##### DATA SHOWN
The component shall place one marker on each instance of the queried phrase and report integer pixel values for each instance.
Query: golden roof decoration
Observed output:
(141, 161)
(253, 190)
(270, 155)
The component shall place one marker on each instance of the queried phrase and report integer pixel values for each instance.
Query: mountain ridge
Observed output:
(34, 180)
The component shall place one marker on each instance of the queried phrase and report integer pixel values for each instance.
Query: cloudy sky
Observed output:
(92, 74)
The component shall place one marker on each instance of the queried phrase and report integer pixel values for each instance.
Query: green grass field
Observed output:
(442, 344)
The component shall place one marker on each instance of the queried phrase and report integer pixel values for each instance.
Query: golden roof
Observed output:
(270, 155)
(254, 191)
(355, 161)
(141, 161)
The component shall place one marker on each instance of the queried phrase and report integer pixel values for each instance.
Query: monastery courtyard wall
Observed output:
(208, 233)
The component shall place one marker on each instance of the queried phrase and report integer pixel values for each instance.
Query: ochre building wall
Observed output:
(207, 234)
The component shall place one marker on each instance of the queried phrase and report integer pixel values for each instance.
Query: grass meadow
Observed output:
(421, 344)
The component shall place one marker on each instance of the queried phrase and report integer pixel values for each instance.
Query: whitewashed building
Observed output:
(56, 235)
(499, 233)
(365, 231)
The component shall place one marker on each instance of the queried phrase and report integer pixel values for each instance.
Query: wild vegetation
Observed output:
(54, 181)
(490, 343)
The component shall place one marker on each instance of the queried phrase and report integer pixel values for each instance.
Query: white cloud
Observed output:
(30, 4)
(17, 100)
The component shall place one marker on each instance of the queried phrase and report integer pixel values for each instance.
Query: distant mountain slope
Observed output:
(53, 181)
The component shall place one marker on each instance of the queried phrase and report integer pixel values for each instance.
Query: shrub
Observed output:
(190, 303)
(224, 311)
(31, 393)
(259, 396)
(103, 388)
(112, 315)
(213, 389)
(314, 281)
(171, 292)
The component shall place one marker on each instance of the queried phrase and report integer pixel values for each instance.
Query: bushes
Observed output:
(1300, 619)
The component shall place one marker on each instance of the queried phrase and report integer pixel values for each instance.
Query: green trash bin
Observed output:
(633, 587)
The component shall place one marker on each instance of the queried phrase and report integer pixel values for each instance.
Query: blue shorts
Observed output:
##########
Scan the material above for the word "mountain". Copy each line where it occurs.

> [RESPONSE]:
Query: mountain ridge
Query: distant mountain slope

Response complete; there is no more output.